◆ **引用文**
----

アジアカップの反省を踏まえホーバスは、Window1では強化合宿の段階からペイントアタックに加え、ボールを停滞させないことを重視する方針を打ち出していた。ペイントアタック強化については、ポイントガードに代表常連の富樫勇樹、さらにここ数年代表から遠ざかっていた齋藤拓実、安藤誓哉と打開力に優れたベテランを招集。また、ドライブに定評のある西田優大にセカンドハンドラーとして積極性に仕掛ける役割を与えた。
ホーバスは、「アジアカップのオフェンスと今のオフェンスは、ベースの動きは一緒です」と語ったが、ボールの停滞を避けるためセンターのホーキンソンを主な中継役とするハンドオフが増えるなど、5人全員がボールによくからんでいた。また、アジアカップのようにウイングをコーナー固定させる動きはなく、相手に的を絞らせにくくなっていた。
今回のWindowは準備期間が短かったこともあり、戦術自体もアジアカップに比べてシンプルになり、個人の判断に委ねられる割合が増えたこともプラス効果をもたらした。富樫は今回のオフェンスについて「初期のトムさんの形に戻っている感じで、僕個人としてはやりやすさはあります」、安藤は「トムさんから『もっと自分のフィーリングを信じてやって良いよ』というメッセージを送られていると受け取っています」と語っていた。そして、経験豊富なベテランたちが戦術に縛られるのではなく、ディフェンスの動きを見て臨機応変にプレーすることがより良い相乗効果をもたらしていた。
プレーメーカーとしての活躍が光ったホーキンソン
このオフェンススタイルの変更によって、新たな持ち味を発揮したのがホーキンソンだ。ハンドラーとのピックプレーからのシュートを打ち、ゴール下でのフィジカルプレーが多かったホーキンソンだが、今回はハンドオフの中継役となりアウトサイドでボールを持つ機会が大幅に増えた。

----

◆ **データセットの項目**

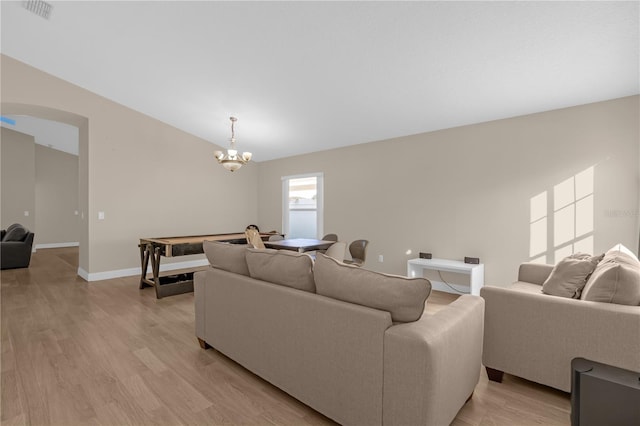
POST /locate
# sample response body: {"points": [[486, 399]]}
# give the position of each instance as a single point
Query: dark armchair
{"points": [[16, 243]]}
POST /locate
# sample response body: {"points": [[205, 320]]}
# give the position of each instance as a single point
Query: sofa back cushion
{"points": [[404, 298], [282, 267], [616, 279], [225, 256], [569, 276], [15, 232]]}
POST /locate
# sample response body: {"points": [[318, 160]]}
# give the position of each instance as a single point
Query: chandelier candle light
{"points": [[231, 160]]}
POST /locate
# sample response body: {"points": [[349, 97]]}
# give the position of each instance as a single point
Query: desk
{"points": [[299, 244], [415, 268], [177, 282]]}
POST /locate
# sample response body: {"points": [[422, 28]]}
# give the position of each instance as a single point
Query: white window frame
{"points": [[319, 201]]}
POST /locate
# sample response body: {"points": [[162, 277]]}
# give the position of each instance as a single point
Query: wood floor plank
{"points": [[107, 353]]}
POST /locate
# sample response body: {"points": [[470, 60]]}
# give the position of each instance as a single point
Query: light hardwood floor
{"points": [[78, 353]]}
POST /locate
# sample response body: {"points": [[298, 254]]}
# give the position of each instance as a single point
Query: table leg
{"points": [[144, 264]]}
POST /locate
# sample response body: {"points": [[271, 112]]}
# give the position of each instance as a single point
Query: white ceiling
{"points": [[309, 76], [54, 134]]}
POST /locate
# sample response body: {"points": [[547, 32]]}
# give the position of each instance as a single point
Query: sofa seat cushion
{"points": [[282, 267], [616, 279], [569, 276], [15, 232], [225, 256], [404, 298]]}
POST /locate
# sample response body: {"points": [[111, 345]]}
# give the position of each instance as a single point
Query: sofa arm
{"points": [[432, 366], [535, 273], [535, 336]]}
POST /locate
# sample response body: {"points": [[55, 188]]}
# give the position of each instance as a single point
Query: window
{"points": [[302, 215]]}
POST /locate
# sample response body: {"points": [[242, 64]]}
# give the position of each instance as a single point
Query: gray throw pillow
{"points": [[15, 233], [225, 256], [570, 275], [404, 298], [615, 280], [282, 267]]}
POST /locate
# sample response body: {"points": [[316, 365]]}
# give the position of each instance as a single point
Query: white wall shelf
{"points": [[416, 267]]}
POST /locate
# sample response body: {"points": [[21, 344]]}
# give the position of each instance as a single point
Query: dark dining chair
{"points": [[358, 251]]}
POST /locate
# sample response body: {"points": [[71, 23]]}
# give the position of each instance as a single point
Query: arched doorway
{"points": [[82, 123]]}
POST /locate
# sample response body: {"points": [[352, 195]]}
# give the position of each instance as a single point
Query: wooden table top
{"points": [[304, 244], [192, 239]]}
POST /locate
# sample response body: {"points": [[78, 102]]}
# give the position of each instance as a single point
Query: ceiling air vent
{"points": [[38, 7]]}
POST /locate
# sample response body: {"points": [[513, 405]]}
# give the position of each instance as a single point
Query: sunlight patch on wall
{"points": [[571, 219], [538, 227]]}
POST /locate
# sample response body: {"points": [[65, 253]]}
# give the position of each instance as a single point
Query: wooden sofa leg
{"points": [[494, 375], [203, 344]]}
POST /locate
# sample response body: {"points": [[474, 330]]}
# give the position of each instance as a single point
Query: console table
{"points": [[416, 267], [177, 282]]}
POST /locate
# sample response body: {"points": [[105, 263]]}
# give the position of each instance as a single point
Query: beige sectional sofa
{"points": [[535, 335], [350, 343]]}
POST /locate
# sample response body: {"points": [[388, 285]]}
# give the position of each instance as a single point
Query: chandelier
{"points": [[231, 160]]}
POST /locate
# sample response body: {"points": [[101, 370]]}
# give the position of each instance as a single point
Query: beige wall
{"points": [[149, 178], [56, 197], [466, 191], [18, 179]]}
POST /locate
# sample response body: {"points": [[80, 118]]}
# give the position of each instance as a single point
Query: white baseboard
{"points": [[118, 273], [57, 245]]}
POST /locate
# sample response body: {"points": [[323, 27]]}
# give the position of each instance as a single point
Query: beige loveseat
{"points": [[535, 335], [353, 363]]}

----

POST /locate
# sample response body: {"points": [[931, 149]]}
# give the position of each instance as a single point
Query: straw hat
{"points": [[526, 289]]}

----

◆ **演習課題 1**
ホーバスのオフェンス方針に関する文章では、ホーバスはWindow1でペイントアタックのほかに何を重視したか。
◆ **演習課題 2**
ホーバスのオフェンス方針に関する文章を、最後の文の後から書き継いでください。
ここにある項目は使わなくてよい。

◆ **記述解答 1**
ボールを停滞させないこと。

◆ **記述解答 2**
マッチアップしたチャイニーズ・タイペイのブランドン・ギルベックは機動力に長けていないため、抜かれるのを警戒して密着マークはやりにくい。そのためプレッシャーの少ない中でボールを持てるホーキンソンは、ゲーム1では8アシストを挙げるなどポイントセンターとして効果的なパスを供給し、司令塔と並ぶ攻撃の起点となっていた。また、巧みなスクリーンによって味方のレイアップを導く動きも目立っていた。
プレーメーカーとしての活躍が光ったホーキンソンは、「チーム全体で3ポイントシュートを打つだけでなく、ペイントアタックをして守備を収縮させることを重視しています。これまでに比べるとピック&ロールを使わずに、カッティングやオフボールでの動きを増やすことで良い感じになっています。また、個人としてはオフェンスでゴール下のプレーが減ることで、ディフェンス面で(相手のピックプレーに対して前に出て防ぐ)ハードショウをしたり、よりエナジーを費やすことができています」と語っている。
この攻め手の変化と共に、ポジティブな驚きとなったのは選手起用だ。これまでホーバスは、直近のBリーグで活躍した選手を合宿に招集しても12名のロスターに入れない、もしくは入れたとしても少ないプレータイムにとどめるなど選手起用の序列を変えない傾向が強かった。それを踏まえ、今回の先発ガードは富樫、富永啓生になるかと思っていたが、久しぶりの代表復帰となった齋藤、さらにアジアカップでは全試合控えかつ15分以下の出場機会に終わっていた西田優大をそろって先発起用。また、同じく久しぶりの復帰となった安藤、原修太もローテーション入りしており、これまでと明らかに起用方法が違っていた。そして彼らがそろって自分の役割をしっかりとこなし勝利に貢献したことも見事だった。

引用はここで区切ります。